Enunciado da tarefa >> Reproduza fielmente o trecho do relato sobre Kinshasa que vai de "Diário de viagem" até "Trëma neste projeto.", inclusive.

Diário de viagem #4: Bem-vindos a Kinshasa, capital da República Democrática do Congo
Publicado em: 24 de março de 2016O coletivo Trëma esteve na República Democrática do Congo com o intuito de registrar lembranças de uma recém-imigrada para o Brasil. O trabalho faz parte do projeto Memento, vencedor da Bolsa de Fotografia ZUM/IMS de 2015. O texto abaixo é de Tomás Chiaverini, colaborador do Trëma neste projeto.
Durante a aproximação para o pouso no aeroporto de N’djili, a metrópole de Kinshasa vai se apresentando aos poucos. Surge primeiro como uma porção de barracos de metal que, com seus telhados recobertos de ferrugem, espalham-se salpicados no verde na vegetação. Conforme o A-320 da South African avança, os casebres vão se adensando. Por ali, não há prédios à vista. Não há telhas de barro ou lajes de cimento. Apenas um fractal de chapas enferrujadas que parecem se fundir num único telhado metálico improvisado.
Do alto, a impressão que se tem é de que boa parte dos mais de dez milhões de habitantes da capital da República Democrática do Congo vivem numa imensa favela. Em terra, essa impressão se confirma. Além das grandes artérias de circulação, como a moderna Boulevard du 30 du Juin, a cidade é um labirinto de ruas sem pavimento, muitas cortadas por esgoto a céu aberto. Numa sociedade em que um policial chega a ganhar apenas 70 dólares por mês, a ilegalidade impera e o poder público se perde na confusão da luta diária pela subsistência.

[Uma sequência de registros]
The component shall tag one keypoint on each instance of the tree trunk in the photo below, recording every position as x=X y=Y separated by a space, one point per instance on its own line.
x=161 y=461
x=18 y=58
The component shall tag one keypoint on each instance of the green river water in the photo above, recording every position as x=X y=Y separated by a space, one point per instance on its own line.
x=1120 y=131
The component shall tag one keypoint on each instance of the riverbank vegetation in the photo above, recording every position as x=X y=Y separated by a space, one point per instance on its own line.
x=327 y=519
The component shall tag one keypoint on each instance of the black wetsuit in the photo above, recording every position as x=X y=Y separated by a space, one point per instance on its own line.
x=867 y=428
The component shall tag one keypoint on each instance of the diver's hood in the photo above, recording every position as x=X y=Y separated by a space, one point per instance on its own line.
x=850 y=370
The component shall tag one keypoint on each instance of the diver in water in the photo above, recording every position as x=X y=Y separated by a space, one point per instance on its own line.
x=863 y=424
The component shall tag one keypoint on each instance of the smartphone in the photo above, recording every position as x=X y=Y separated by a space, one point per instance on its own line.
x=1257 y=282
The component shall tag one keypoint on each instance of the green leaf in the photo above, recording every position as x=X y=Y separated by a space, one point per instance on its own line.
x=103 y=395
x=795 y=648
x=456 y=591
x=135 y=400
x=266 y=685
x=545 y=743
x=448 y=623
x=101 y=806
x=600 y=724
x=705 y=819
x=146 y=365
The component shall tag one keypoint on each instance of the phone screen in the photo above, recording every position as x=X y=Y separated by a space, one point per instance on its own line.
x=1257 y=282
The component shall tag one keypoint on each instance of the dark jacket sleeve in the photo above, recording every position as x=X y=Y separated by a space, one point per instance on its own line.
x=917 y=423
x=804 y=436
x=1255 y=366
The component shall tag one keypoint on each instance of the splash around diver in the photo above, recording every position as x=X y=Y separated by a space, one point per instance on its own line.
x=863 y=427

Resultado correto >>
Diário de viagem #4: Bem-vindos a Kinshasa, capital da República Democrática do Congo
Publicado em: 24 de março de 2016O coletivo Trëma esteve na República Democrática do Congo com o intuito de registrar lembranças de uma recém-imigrada para o Brasil. O trabalho faz parte do projeto Memento, vencedor da Bolsa de Fotografia ZUM/IMS de 2015. O texto abaixo é de Tomás Chiaverini, colaborador do Trëma neste projeto.